▶ YOUR GOAL: Please copy the following records line for line, omitting the pictures.

▶ SUPPLIED ENTRIES:
** START **
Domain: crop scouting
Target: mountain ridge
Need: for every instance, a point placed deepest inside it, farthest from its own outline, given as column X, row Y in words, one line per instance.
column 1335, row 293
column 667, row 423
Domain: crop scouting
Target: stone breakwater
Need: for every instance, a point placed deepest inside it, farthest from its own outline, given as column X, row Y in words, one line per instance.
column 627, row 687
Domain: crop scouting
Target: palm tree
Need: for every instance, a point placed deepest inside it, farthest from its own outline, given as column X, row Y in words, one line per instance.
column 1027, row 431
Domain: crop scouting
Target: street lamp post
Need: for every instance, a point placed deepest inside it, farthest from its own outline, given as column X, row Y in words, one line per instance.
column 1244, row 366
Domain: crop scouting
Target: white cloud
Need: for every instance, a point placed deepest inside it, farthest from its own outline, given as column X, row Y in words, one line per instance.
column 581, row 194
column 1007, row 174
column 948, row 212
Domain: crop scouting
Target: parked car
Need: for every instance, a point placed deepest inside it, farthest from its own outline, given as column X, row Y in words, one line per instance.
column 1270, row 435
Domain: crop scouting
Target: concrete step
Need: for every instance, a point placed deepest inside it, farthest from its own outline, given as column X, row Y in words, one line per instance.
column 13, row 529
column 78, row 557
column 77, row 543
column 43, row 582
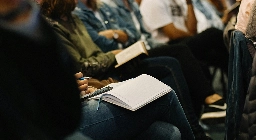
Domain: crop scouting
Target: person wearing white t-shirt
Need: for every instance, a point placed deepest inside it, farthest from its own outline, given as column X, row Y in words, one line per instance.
column 175, row 21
** END **
▶ THE RESPONSE:
Domain: crop scouting
Target: mountain ridge
Need: for every instance, a point placed deepest inside it, farthest from its own outline, given as column X, row Y in words, one line per instance.
column 1335, row 293
column 667, row 423
Domain: crop scouting
Target: stone breakwater
Need: for every instance, a point placed deepest inside it, farthest from its own outline, given as column X, row Y in words, one line per instance.
column 627, row 687
Domain: crop scouting
Target: palm tree
Need: for every instance, a point placed deepest inside it, farthest from its own outline, given as column X, row Y in words, one line per instance.
column 1027, row 431
Domain: crop scouting
Target: street lamp post
Need: for every instance, a point placed deepest inside it, farthest from its own outline, given as column X, row Y in words, one line per instance.
column 1244, row 366
Domain: crop scouting
Target: white cloud
Need: for every instance, a point placed deepest inside it, farthest from its own outline, given as column X, row Y in words, one line per instance.
column 581, row 194
column 1007, row 174
column 948, row 212
Domain: crop scouting
Target: parked car
Need: for every instance, a point placed deepest inside it, farthest from its own outline, given as column X, row Y in words, one line per instance.
column 1270, row 435
Domain: crop scouting
Target: concrete step
Need: for every instance, a point placed deepest inside it, farthest from its own outline, given as column X, row Y in words, one line per instance.
column 13, row 529
column 78, row 557
column 77, row 543
column 43, row 582
Domain: crop scouting
Target: person wearing white t-shirt
Need: for every instance, a point placed deepest inside it, farthest from its own outline, given as column X, row Y in words, one line per instance.
column 175, row 21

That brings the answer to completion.